» **TASK OBJECTIVE**:
Locate every line in the records that contains the string "asphalt", matching case exactly, and copy each of those lines in full.

--- START PROVIDED ENTRIES ---

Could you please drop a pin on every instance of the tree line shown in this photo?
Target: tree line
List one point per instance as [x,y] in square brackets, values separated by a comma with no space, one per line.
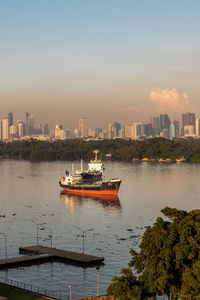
[121,150]
[168,262]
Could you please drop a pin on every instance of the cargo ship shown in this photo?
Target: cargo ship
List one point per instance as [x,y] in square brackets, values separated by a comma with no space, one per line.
[90,182]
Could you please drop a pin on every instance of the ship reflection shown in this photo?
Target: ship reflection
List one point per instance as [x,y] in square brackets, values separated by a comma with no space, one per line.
[110,202]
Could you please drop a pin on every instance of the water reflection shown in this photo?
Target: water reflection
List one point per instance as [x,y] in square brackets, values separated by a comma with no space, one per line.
[106,201]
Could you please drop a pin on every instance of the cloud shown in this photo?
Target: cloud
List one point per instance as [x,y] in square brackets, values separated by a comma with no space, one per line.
[169,100]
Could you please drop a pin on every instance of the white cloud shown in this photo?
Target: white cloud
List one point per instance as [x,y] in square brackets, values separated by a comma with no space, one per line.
[169,100]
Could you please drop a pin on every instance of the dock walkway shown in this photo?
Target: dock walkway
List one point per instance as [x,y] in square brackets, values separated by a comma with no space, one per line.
[63,254]
[38,254]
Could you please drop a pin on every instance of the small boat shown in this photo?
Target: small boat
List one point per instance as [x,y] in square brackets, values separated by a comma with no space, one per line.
[90,182]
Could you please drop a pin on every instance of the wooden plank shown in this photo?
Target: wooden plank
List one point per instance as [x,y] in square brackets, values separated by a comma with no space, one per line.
[64,254]
[15,261]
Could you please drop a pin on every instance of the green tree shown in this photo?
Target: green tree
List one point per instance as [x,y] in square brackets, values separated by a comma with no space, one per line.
[169,259]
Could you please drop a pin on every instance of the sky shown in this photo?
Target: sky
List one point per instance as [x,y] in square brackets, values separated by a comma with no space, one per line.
[108,60]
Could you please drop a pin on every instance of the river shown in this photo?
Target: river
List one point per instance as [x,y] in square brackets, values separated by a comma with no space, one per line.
[30,194]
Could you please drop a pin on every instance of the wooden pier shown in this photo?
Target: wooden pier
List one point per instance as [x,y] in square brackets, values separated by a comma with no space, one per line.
[40,254]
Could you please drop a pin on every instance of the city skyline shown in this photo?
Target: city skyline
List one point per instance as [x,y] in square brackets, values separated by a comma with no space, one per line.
[103,60]
[160,125]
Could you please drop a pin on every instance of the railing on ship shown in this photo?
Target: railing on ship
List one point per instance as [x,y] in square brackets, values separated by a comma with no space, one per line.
[32,288]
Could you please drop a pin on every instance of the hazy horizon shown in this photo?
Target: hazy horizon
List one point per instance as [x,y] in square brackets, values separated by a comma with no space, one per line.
[106,61]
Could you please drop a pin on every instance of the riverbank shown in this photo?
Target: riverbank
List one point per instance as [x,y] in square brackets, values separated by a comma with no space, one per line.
[117,150]
[13,293]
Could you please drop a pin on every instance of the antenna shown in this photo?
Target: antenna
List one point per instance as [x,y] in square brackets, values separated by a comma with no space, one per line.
[81,165]
[96,152]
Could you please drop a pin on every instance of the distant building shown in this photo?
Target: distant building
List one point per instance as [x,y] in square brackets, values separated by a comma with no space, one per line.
[155,122]
[197,126]
[187,120]
[174,129]
[164,133]
[10,119]
[148,129]
[1,129]
[189,130]
[128,132]
[13,131]
[83,131]
[164,122]
[60,134]
[30,124]
[5,129]
[20,128]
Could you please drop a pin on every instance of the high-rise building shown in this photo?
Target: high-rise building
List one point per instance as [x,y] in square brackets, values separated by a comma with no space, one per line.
[0,129]
[197,126]
[155,122]
[10,119]
[13,131]
[20,128]
[174,129]
[60,134]
[148,129]
[138,130]
[187,120]
[189,130]
[30,124]
[110,131]
[83,127]
[5,129]
[164,121]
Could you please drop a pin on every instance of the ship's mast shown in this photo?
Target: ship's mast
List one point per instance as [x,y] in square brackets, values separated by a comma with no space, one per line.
[96,153]
[81,165]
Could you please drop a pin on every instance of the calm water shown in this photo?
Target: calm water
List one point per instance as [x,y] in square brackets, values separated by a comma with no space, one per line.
[30,193]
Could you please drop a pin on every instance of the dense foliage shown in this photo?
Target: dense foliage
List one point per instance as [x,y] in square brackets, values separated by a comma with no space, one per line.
[121,150]
[168,262]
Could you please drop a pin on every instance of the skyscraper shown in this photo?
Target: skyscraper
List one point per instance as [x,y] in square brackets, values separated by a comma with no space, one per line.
[187,119]
[83,132]
[5,129]
[155,122]
[197,127]
[10,119]
[164,121]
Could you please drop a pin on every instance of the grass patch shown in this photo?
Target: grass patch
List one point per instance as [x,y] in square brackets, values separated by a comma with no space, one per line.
[13,293]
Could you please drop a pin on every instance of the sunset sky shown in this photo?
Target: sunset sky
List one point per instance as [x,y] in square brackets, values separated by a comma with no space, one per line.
[106,60]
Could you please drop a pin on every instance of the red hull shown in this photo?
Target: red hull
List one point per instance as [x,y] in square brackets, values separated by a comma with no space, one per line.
[93,193]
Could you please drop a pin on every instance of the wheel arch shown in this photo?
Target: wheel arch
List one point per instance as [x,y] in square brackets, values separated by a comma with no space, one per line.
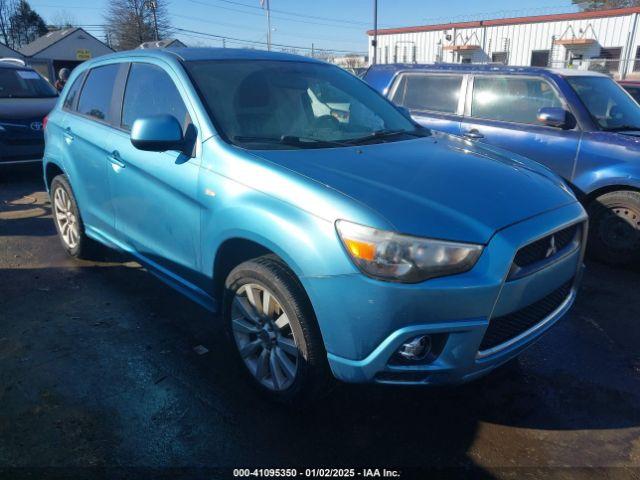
[618,187]
[51,170]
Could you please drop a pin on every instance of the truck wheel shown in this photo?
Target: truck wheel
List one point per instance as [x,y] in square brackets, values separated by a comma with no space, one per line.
[614,232]
[277,339]
[66,217]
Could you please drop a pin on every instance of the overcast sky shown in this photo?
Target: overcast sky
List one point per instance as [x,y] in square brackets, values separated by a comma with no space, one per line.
[328,24]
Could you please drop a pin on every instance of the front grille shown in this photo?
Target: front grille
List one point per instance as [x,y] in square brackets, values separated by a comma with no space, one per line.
[502,329]
[37,141]
[539,250]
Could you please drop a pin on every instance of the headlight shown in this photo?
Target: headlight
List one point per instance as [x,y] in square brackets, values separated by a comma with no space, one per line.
[403,258]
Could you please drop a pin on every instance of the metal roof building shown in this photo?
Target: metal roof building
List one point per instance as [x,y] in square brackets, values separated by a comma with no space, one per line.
[64,48]
[605,40]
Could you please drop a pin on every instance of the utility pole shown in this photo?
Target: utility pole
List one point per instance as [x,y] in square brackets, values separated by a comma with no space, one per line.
[265,5]
[153,6]
[374,43]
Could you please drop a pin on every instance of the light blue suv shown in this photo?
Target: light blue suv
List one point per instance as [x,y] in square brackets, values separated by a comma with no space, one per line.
[335,236]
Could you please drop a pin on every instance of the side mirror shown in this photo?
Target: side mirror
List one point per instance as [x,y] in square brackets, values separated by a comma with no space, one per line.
[157,133]
[553,117]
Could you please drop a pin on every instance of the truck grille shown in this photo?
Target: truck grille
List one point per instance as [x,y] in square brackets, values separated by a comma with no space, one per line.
[540,249]
[502,329]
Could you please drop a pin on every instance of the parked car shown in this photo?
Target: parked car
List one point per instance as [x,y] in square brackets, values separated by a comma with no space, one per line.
[580,124]
[632,87]
[25,99]
[369,249]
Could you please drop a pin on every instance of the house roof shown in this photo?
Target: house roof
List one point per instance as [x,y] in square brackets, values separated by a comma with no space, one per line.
[616,12]
[166,43]
[45,41]
[3,46]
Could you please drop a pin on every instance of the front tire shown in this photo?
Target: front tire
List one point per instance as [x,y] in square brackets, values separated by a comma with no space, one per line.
[68,222]
[614,232]
[273,327]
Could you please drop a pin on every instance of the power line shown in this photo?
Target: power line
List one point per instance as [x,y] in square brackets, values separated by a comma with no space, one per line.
[298,47]
[315,17]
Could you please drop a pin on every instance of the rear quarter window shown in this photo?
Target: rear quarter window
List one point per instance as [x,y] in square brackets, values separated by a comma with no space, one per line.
[72,95]
[430,92]
[511,98]
[95,99]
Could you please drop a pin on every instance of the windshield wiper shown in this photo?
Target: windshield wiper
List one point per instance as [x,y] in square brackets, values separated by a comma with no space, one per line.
[386,133]
[294,141]
[623,128]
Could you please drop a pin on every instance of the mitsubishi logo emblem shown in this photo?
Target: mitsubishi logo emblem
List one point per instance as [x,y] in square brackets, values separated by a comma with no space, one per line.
[552,250]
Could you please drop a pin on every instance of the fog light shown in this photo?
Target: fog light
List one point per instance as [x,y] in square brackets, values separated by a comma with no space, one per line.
[416,349]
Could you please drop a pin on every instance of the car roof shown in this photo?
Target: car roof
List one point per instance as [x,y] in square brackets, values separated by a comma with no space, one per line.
[195,54]
[489,67]
[13,66]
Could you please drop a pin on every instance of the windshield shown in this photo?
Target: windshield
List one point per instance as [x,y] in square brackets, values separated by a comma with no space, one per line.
[609,105]
[15,83]
[282,104]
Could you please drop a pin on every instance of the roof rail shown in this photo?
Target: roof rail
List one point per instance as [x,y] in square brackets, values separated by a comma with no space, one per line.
[17,61]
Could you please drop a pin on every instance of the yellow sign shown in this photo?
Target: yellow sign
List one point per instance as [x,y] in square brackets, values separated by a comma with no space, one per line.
[83,54]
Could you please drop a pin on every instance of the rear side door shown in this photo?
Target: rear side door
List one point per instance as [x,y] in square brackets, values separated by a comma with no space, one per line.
[503,111]
[155,193]
[87,128]
[435,100]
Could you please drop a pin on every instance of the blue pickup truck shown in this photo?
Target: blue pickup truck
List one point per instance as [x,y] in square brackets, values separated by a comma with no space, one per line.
[580,124]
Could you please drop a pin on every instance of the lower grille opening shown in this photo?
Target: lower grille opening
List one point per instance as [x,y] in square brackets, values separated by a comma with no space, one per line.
[502,329]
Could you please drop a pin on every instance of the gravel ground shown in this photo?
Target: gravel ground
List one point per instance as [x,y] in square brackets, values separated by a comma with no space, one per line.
[98,369]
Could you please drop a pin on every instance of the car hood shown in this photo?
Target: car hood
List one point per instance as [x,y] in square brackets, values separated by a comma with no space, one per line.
[26,108]
[439,186]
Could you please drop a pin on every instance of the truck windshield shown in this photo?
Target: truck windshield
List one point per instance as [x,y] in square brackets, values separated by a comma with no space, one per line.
[17,83]
[609,105]
[282,104]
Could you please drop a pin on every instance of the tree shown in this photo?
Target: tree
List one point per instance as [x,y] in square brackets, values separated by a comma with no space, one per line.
[25,25]
[131,22]
[7,7]
[605,4]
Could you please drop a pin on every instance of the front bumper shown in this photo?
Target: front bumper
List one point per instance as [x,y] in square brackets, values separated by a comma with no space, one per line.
[364,321]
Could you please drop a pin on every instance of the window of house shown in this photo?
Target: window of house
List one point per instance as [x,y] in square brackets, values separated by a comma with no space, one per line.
[612,58]
[540,58]
[499,57]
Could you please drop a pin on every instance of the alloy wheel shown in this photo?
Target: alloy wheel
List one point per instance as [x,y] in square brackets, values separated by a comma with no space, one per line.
[65,218]
[263,334]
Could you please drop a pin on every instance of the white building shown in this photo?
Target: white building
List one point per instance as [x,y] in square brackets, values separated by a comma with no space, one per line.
[64,48]
[601,40]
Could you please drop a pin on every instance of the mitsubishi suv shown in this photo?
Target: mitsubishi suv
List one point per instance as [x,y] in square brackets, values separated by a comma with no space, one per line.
[335,237]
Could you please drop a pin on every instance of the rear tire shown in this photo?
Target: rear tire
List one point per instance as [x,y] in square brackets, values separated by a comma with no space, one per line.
[68,221]
[614,231]
[272,325]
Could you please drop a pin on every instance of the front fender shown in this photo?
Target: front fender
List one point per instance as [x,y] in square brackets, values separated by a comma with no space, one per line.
[592,181]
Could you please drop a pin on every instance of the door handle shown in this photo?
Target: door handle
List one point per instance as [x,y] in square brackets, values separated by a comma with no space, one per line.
[68,135]
[115,159]
[473,134]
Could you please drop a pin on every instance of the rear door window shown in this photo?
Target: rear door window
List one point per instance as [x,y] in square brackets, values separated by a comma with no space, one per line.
[139,102]
[95,99]
[429,92]
[511,99]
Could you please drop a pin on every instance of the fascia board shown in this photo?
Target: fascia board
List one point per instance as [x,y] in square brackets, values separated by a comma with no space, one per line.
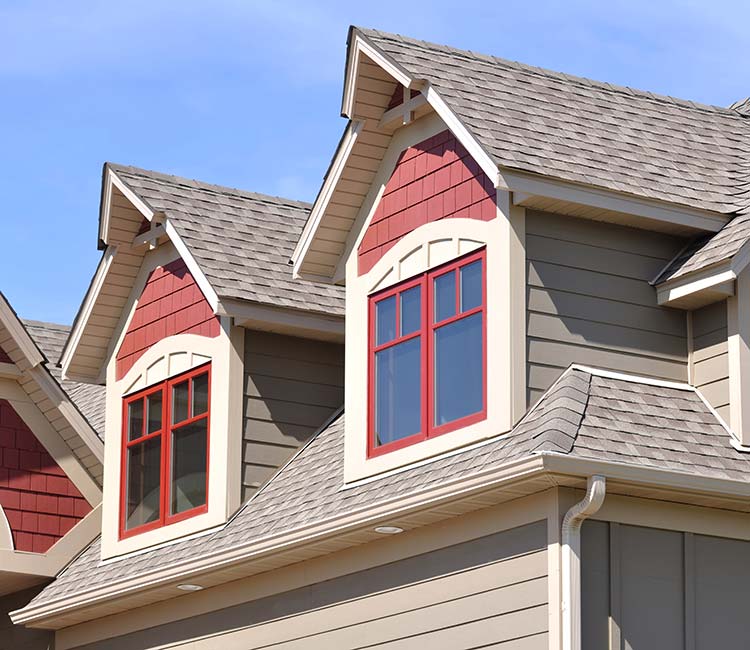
[200,278]
[524,183]
[514,471]
[338,165]
[361,46]
[18,332]
[557,463]
[87,306]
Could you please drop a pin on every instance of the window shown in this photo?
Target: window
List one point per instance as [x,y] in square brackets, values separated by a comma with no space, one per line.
[165,452]
[427,360]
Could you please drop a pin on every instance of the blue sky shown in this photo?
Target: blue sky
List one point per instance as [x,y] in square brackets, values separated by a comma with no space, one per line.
[247,94]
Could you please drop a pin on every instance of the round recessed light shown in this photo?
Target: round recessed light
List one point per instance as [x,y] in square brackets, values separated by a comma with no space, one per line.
[389,530]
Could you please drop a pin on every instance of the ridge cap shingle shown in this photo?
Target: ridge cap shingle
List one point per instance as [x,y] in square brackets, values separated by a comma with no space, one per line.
[549,73]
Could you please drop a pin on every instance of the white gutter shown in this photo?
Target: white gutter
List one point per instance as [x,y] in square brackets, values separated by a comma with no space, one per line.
[571,560]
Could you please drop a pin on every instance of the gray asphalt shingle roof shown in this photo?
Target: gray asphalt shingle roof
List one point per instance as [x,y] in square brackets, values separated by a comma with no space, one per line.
[89,399]
[586,414]
[242,241]
[584,131]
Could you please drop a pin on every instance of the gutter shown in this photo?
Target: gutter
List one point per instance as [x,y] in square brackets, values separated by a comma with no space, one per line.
[571,560]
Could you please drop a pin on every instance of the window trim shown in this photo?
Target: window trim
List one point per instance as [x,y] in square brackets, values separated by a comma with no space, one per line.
[426,334]
[165,387]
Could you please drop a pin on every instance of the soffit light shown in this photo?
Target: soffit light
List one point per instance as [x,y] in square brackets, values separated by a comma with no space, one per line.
[389,530]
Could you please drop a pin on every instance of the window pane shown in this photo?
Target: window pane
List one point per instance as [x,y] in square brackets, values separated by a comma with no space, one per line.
[144,469]
[188,488]
[135,419]
[153,407]
[180,402]
[458,369]
[411,307]
[471,285]
[385,320]
[200,394]
[397,392]
[445,296]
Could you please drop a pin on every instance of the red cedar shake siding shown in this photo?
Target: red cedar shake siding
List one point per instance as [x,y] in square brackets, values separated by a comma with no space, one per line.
[39,500]
[171,303]
[433,180]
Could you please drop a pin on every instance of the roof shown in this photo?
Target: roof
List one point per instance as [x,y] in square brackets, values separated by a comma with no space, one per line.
[584,131]
[586,414]
[89,399]
[242,241]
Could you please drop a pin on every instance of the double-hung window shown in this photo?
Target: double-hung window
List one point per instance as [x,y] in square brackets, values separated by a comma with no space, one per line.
[427,358]
[165,452]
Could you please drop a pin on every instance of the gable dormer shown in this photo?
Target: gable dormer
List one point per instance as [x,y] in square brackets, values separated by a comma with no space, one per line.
[188,290]
[50,457]
[434,172]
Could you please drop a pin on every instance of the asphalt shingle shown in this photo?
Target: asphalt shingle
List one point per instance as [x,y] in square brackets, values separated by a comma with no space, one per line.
[242,241]
[586,414]
[89,399]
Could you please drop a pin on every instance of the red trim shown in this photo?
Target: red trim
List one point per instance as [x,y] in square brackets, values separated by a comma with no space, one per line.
[165,433]
[427,335]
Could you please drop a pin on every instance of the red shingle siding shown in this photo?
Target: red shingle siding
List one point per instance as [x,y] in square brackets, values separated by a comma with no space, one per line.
[433,180]
[39,500]
[171,303]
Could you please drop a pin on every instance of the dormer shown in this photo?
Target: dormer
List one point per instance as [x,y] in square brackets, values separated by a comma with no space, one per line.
[191,287]
[50,456]
[427,214]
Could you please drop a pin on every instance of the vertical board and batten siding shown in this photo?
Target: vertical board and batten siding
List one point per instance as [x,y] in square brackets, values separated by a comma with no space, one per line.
[589,301]
[489,592]
[650,589]
[292,386]
[711,356]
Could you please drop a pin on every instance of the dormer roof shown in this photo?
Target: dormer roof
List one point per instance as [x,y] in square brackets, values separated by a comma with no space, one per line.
[585,131]
[573,145]
[236,245]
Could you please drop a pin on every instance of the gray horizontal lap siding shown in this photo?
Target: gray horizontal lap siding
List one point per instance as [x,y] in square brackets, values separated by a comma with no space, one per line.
[292,386]
[711,356]
[589,301]
[490,592]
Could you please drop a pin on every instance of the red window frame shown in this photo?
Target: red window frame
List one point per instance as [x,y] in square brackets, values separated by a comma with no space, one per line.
[165,433]
[426,333]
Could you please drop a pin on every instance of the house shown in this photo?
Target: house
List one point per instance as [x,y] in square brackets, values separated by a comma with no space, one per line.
[51,467]
[543,366]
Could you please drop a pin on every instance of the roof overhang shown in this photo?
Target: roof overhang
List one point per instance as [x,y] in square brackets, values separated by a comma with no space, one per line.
[21,570]
[704,286]
[495,485]
[122,212]
[369,73]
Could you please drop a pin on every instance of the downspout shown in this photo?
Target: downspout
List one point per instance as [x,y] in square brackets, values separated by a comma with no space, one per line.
[571,560]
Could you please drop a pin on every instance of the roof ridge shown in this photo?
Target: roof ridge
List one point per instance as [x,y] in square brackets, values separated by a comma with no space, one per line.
[30,322]
[192,183]
[547,72]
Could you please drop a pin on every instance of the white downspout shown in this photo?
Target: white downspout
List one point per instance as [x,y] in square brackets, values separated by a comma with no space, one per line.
[571,560]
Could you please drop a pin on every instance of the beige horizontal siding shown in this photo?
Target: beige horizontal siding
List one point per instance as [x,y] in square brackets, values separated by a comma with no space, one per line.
[589,301]
[711,356]
[489,592]
[292,386]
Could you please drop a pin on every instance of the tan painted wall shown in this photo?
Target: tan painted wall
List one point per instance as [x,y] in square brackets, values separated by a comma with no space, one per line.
[646,588]
[292,386]
[589,301]
[710,356]
[14,637]
[487,592]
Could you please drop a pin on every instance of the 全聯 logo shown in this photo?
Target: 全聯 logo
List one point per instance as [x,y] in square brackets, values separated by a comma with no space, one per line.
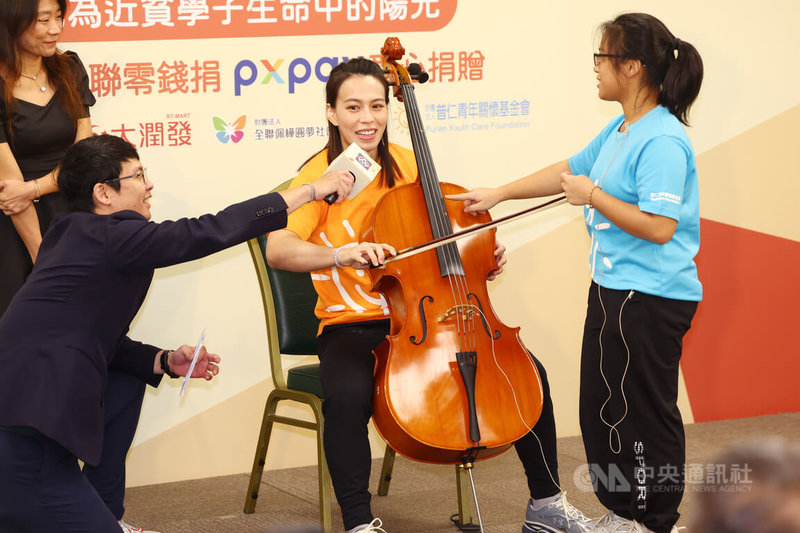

--- END PROVIDED ENTRIES ---

» **SOLUTION**:
Could you please drop a pin on every instance of the gray asphalt shingle roof shown in this photo?
Target: gray asphalt shingle roof
Could you please drop a pin on every instance of the asphalt shingle shown in this photo?
Target: asphalt shingle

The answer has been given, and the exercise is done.